-- Goal of the exercise --
Output only these lines, set down exactly: the one containing "of the light" and each line after it through the end of the records.

-- Dataset content --
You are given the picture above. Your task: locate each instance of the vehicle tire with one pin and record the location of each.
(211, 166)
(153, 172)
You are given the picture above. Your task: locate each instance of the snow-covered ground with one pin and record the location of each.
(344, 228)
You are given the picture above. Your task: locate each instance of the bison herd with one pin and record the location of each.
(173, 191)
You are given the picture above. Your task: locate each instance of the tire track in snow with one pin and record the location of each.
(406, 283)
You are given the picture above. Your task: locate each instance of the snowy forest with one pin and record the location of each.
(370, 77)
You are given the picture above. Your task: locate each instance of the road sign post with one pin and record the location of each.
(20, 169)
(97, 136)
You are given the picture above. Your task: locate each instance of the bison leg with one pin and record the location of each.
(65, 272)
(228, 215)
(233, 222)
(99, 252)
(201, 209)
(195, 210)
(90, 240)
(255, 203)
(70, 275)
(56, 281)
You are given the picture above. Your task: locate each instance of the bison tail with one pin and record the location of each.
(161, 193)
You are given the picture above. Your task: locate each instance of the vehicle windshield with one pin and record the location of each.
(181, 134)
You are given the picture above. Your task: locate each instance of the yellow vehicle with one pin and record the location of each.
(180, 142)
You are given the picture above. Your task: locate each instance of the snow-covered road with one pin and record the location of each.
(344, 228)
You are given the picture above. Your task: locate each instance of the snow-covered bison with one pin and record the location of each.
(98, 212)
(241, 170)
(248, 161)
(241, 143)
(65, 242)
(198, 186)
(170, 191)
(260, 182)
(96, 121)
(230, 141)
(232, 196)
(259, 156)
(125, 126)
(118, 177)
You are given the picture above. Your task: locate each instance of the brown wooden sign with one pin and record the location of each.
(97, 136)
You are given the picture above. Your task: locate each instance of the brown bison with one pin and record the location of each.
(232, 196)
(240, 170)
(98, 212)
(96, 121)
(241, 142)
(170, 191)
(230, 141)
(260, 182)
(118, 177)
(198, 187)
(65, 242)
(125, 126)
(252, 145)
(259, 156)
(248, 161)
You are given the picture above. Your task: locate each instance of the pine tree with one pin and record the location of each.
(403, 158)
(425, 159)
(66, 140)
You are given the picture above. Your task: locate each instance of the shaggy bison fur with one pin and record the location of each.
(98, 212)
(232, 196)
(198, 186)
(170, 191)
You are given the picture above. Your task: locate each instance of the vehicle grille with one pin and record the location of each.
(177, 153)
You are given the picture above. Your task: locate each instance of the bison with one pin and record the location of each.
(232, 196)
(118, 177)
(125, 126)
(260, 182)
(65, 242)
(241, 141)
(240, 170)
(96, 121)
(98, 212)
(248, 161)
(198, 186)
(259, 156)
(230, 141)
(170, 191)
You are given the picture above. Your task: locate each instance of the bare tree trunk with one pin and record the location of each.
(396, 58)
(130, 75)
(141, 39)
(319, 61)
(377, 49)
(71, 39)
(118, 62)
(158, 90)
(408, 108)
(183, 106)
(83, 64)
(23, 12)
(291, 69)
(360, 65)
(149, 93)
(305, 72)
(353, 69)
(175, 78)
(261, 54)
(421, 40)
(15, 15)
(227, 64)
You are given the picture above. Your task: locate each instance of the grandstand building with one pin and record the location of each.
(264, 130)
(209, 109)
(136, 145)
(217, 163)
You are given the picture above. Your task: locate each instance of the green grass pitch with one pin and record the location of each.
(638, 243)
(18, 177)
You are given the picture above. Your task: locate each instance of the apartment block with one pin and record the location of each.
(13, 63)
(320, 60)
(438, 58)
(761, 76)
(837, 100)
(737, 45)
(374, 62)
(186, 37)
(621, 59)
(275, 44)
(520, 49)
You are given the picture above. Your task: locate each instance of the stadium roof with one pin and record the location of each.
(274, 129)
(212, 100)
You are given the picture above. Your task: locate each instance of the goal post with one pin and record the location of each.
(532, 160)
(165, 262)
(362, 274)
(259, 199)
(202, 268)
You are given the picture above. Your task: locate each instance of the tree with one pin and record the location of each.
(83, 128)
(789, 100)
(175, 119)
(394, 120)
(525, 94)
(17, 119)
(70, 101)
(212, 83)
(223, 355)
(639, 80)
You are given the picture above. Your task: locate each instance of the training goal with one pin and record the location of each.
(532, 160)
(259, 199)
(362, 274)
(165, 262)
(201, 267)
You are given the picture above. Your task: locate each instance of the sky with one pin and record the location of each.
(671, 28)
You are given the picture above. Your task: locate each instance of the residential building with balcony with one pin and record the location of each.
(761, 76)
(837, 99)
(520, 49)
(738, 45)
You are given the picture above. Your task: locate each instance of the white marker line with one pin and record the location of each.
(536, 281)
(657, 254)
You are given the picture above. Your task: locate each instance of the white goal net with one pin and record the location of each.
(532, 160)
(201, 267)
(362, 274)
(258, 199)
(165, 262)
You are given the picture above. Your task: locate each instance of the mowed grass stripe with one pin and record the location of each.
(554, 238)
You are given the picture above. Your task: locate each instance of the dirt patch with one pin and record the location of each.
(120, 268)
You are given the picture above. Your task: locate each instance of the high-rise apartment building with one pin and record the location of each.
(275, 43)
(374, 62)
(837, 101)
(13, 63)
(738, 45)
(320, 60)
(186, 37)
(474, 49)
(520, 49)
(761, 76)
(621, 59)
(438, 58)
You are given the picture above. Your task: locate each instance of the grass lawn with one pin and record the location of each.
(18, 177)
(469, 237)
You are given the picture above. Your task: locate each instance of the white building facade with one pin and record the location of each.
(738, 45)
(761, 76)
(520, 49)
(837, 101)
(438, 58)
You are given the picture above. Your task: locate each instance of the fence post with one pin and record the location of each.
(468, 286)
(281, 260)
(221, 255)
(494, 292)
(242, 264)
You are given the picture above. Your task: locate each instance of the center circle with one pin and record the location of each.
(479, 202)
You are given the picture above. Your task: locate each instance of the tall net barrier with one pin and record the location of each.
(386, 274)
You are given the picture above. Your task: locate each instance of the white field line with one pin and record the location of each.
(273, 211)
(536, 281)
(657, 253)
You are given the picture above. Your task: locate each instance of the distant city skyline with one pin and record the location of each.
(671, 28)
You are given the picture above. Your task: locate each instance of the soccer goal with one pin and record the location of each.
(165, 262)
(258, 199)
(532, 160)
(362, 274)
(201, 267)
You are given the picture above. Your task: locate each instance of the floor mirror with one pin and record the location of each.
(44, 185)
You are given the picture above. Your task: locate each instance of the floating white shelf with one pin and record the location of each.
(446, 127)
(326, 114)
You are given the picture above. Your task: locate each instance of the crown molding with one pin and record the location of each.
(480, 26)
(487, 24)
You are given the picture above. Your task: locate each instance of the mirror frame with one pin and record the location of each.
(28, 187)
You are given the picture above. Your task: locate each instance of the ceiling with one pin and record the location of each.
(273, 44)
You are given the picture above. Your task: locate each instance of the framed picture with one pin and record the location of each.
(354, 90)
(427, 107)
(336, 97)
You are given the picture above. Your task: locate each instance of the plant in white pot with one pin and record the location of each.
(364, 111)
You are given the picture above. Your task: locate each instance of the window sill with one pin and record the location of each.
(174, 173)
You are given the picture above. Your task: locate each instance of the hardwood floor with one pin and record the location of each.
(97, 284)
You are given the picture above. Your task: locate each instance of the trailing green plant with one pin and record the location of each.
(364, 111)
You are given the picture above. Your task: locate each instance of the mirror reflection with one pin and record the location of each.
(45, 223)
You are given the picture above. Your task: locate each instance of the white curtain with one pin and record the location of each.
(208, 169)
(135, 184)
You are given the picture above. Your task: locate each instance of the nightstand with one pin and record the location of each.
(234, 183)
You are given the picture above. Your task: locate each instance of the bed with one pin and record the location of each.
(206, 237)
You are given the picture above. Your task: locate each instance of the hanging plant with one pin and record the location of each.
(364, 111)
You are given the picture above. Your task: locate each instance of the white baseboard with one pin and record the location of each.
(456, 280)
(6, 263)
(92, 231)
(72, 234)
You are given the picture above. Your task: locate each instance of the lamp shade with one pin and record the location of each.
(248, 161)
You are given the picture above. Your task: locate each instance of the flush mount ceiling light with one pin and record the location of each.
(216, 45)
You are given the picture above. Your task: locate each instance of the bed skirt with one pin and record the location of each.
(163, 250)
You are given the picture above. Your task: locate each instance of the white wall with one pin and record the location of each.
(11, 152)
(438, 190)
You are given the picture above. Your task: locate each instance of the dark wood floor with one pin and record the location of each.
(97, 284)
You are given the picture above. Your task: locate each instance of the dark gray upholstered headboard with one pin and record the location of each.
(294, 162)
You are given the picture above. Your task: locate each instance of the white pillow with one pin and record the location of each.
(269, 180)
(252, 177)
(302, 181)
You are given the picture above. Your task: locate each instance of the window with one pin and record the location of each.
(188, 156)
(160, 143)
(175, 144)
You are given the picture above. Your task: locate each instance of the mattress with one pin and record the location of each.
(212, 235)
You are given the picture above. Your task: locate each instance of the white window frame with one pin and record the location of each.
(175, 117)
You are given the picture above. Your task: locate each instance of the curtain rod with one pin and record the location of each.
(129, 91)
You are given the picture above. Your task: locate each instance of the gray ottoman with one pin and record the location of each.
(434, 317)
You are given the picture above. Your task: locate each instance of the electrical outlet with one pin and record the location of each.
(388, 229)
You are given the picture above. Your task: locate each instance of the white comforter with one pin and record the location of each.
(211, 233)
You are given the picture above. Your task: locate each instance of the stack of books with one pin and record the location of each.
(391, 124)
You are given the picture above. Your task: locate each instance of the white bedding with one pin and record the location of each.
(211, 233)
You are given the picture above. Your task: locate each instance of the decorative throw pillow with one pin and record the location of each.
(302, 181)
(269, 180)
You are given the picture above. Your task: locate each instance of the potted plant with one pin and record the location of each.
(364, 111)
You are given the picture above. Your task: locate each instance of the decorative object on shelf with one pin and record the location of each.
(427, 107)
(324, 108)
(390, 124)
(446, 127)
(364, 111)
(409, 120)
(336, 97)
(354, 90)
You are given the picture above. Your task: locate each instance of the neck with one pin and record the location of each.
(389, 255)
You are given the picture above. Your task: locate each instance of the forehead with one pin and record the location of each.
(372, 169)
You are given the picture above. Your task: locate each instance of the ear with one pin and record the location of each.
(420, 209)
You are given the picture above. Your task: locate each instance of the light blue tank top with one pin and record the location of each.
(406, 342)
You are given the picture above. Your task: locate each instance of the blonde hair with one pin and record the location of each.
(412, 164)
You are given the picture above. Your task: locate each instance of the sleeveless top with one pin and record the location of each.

-- Solved exercise --
You are given the picture above. Your task: locate each instance of the light blue tank top with one pin and record the location of each.
(406, 342)
You are given the picture above. Your task: locate each instance of the blonde hair with one pin and record the location of each.
(412, 164)
You are given the picture above. Your task: locate each instance of the sleeveless top with one pin and record the location of each.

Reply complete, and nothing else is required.